**INSTRUCTIONS**
**A)** For the commentary on Judith Miller and American journalism, decide whether each statement agrees with it, answering yes or no and quoting the deciding words. (i) Judith Miller reported for the New York Times. (ii) Most American journalists chose to act as the new Woodward-Bernstein. (iii) Miller's inside access extended in particular to the office of Vice President Dick Cheney.
**B)** Pick up the commentary on Judith Miller and American journalism after its final sentence and keep writing it.

**SOURCE DOCUMENT**
In “Both Sides Do It” World, A Politician, A Criminal And A Public Servant Are All The Same Thing

American journalism has a lot to answer for. Given multiple opportunities to be the new Woodward-Bernstein, most American journalists chose to be Judith Miller instead. Judith Miller was the vaunted New York Times Reporter with the remarkable inside access to the George W. Bush White House and to the office of Vice President Dick Cheney in particular. The cost of that access was any pretense that Judith Miller would tell the truth about Dick Cheney and the mountain range of corrupt behaviors Cheney and his office perpetrated in order to put and keep America at war with Iraq. Cheney’s chief of staff Scooter Libby was convicted of leaking the identity of covert intelligence officer Valerie Plame. To Judith Miller, getting and maintaining access to a source (even if it compromised her capacity to tell the truth) was more important than telling the truth. Judith liked the power access gave her. And, frankly, the naked cynicism fit better than the skepticism she’d never quite mastered.

**EXTRACTED INFORMATION**

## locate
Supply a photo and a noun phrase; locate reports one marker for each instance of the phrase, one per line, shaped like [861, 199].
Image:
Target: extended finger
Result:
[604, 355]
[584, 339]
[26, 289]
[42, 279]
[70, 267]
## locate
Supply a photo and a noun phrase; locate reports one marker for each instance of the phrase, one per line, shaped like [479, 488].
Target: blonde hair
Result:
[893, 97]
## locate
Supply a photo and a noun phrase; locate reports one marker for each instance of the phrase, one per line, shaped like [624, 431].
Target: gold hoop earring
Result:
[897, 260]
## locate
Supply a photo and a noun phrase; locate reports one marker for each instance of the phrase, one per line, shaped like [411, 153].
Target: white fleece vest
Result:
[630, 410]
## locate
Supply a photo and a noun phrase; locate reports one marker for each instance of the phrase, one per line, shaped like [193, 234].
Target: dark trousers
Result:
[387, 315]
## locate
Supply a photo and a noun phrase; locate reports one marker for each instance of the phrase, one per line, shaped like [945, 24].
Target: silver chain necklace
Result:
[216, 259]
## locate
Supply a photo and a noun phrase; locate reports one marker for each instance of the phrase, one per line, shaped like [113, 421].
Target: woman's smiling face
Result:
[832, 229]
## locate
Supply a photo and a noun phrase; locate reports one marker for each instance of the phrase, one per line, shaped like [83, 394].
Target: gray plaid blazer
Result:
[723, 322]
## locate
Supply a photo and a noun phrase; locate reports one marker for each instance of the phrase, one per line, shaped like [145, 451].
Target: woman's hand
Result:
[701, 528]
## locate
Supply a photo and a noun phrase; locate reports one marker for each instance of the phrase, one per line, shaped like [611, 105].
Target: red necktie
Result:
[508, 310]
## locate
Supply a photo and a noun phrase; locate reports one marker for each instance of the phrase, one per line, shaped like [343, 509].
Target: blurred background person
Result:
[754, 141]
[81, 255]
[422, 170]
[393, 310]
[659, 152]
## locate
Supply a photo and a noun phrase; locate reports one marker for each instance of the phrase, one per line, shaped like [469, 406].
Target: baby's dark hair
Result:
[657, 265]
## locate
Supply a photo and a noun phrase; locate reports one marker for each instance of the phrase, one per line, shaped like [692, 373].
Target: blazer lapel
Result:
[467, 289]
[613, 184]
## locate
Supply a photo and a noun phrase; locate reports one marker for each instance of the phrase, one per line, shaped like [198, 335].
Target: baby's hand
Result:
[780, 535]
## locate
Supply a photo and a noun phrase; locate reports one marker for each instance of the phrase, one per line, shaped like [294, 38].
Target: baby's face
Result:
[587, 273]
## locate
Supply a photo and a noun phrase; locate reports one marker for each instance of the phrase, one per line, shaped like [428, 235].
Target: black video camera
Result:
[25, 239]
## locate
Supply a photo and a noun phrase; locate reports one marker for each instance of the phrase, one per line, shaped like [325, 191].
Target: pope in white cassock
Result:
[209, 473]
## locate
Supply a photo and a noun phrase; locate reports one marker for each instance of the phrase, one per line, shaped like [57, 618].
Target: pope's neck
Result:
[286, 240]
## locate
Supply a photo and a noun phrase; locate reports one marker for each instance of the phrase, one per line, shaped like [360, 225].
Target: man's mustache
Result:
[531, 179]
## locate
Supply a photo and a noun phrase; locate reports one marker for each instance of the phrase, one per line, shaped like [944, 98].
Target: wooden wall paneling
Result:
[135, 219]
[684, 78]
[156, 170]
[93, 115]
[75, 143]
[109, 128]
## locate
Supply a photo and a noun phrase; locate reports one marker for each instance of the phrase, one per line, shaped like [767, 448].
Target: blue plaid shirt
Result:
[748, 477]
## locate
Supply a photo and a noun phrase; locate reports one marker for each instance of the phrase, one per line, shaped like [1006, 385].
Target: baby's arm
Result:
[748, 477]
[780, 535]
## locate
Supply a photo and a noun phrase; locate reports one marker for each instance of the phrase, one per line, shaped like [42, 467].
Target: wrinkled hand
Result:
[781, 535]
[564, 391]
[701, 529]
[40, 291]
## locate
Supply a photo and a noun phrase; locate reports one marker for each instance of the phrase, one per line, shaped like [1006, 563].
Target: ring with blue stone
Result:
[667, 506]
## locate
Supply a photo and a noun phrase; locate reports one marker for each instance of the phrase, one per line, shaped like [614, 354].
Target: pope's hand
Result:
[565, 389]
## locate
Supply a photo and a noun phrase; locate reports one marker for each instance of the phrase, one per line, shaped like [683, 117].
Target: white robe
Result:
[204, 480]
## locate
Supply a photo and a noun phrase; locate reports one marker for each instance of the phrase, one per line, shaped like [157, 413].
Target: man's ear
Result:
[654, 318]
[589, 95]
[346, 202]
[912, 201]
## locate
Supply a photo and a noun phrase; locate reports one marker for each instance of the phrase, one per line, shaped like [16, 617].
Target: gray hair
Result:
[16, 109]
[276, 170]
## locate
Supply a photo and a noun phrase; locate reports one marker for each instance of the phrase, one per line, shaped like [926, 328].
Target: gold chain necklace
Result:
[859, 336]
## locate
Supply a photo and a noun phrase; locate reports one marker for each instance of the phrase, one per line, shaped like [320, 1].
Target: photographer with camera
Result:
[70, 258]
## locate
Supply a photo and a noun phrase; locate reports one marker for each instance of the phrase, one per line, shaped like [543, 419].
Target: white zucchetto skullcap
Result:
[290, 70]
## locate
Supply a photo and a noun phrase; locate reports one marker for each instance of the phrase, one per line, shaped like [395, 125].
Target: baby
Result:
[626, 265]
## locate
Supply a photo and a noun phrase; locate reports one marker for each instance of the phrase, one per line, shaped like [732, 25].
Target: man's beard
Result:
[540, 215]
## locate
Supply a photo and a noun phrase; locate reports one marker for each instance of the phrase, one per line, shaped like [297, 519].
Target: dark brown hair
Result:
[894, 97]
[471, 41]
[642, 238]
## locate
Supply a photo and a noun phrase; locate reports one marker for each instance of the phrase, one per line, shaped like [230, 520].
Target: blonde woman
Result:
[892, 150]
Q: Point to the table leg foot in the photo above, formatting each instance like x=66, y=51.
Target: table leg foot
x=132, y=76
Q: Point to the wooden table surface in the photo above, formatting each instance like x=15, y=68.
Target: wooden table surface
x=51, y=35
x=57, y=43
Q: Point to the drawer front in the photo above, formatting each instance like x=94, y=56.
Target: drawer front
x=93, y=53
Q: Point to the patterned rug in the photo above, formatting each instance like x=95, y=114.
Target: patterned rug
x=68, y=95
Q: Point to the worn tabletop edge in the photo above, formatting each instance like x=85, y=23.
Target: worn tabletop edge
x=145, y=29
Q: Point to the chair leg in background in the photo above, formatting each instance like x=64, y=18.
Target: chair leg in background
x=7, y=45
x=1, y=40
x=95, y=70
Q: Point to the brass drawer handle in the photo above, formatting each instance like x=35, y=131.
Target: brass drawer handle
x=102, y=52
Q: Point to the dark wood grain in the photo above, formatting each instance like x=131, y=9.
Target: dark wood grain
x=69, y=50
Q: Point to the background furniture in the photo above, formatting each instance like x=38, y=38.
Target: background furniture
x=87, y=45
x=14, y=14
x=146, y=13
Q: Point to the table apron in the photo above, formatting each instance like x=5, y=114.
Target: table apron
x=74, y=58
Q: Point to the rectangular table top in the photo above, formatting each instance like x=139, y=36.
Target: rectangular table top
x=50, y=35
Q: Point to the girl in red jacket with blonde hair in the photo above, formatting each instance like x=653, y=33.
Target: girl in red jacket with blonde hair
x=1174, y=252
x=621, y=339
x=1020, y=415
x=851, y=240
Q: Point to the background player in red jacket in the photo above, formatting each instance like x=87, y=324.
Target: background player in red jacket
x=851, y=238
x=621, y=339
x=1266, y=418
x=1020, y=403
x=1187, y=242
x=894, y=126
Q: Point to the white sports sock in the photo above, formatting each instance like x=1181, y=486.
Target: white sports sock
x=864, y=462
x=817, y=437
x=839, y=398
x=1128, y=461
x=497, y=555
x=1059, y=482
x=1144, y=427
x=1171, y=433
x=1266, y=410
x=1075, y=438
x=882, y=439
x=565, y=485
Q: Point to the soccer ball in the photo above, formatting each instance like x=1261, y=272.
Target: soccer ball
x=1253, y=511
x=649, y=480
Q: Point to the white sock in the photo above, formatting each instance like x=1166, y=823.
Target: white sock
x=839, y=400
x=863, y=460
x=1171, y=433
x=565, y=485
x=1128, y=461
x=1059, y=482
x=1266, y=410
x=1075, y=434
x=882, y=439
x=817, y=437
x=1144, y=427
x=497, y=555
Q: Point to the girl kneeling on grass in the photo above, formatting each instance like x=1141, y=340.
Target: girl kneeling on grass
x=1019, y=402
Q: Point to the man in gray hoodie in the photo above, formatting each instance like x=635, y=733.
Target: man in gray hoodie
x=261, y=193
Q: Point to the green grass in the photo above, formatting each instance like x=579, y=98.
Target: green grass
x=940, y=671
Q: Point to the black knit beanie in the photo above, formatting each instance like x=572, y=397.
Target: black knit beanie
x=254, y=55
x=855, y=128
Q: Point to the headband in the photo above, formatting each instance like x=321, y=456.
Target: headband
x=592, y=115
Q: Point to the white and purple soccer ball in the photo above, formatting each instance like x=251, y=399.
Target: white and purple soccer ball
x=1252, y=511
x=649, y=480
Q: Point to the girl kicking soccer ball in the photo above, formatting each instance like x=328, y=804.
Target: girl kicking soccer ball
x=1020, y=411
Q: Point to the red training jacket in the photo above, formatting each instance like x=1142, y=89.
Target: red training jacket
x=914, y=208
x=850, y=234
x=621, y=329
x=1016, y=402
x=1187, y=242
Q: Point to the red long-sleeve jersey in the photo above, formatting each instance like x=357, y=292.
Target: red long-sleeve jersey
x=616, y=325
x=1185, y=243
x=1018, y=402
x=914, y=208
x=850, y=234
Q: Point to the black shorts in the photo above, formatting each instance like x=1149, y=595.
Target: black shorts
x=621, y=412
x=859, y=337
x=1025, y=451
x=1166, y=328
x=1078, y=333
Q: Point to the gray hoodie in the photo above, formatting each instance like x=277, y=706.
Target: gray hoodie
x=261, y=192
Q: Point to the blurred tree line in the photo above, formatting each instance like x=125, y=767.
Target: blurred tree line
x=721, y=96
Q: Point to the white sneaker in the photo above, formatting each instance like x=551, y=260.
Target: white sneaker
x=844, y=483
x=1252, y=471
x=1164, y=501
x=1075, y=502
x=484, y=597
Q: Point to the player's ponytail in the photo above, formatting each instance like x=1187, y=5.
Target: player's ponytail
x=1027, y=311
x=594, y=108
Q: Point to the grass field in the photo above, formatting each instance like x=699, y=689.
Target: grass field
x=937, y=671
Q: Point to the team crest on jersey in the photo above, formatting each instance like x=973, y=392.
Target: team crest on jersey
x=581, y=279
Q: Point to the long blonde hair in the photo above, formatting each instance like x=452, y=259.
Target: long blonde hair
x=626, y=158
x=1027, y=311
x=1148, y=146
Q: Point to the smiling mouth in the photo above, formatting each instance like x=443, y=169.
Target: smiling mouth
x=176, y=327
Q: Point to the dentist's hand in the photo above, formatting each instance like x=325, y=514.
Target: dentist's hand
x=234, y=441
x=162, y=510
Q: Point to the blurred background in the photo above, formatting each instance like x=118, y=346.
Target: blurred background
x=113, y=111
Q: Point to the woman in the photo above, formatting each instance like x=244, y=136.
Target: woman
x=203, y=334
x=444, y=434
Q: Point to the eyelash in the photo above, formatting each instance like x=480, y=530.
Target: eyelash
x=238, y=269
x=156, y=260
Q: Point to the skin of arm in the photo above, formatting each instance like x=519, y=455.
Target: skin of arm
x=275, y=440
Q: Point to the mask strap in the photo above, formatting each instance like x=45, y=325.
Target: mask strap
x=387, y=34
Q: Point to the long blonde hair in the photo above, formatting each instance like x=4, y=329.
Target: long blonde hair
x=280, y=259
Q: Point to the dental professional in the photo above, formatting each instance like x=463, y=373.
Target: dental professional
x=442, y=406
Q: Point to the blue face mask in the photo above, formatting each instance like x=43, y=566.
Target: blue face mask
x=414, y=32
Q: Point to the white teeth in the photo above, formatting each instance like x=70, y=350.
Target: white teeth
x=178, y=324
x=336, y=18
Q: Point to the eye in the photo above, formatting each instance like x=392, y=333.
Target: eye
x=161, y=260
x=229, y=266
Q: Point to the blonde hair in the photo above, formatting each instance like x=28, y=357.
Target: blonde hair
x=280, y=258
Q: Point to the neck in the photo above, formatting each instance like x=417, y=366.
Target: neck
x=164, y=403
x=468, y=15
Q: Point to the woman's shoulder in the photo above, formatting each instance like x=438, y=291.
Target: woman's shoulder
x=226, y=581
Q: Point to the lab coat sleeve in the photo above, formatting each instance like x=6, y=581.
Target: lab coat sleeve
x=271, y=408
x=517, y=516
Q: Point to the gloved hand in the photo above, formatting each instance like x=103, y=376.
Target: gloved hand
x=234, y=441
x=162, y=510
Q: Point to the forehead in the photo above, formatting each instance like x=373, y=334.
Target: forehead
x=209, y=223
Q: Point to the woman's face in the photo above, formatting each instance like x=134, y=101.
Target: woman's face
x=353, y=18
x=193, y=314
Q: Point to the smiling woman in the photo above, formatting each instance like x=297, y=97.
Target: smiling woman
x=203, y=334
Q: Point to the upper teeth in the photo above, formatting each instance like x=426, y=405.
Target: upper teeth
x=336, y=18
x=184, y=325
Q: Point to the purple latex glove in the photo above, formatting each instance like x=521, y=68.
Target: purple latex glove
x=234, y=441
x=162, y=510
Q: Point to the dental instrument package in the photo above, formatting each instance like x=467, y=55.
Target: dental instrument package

**RESULTS BY TASK**
**A)**
(i) Yes: "Judith Miller was the vaunted New York Times Reporter"
(ii) No: "most American journalists chose to be Judith Miller instead"
(iii) Yes: "to the office of Vice President Dick Cheney in particular"

**B)**
Skepticism v cynicism. That, in a nutshell, is where American journalism went wrong. Skepticism is harder by a long shot. It requires perspective. “Is that really so?” and “Why IS that exactly” should be the guiding principles. The journalist has to appreciate at all times that the story she’s focusing on is a tile in a much larger mosaic. How does that tile fit into the larger picture? That’s a skeptic’s question because it assumes a complex world. Cynics, on the other hand, assume only simplicity. Every story can be boiled down to one opinion versus another. He said, she said. But, if you walk in the door assuming everyone’s an honest actor — or that everyone’s a dishonest actor — you’re going to mis-frame your reporting because neither assumption is true.

A skeptical journalist – bringing perspective to the table – looks and listens for subtle clues that what they’re seeing and hearing has the ring of truth. When they see and hear those signs, the story takes a step forward because their skepticism has established to their satisfaction that their reporting can now add information upon which it can build. Adding information is how good, skeptical journalists build and tell a story. But a cynical journalist can’t do that because they can never establish to their satisfaction that anyone’s telling the truth. Or that anyone’s lying. If journalists won’t be the bulwark for what is versus what isn’t then their subjects will get to do it. That’s how Donald Trump managed to stand in front of the White House Press Corps for four years and spew pure, unadulterated bullshit with only the occasional whimper of complaint.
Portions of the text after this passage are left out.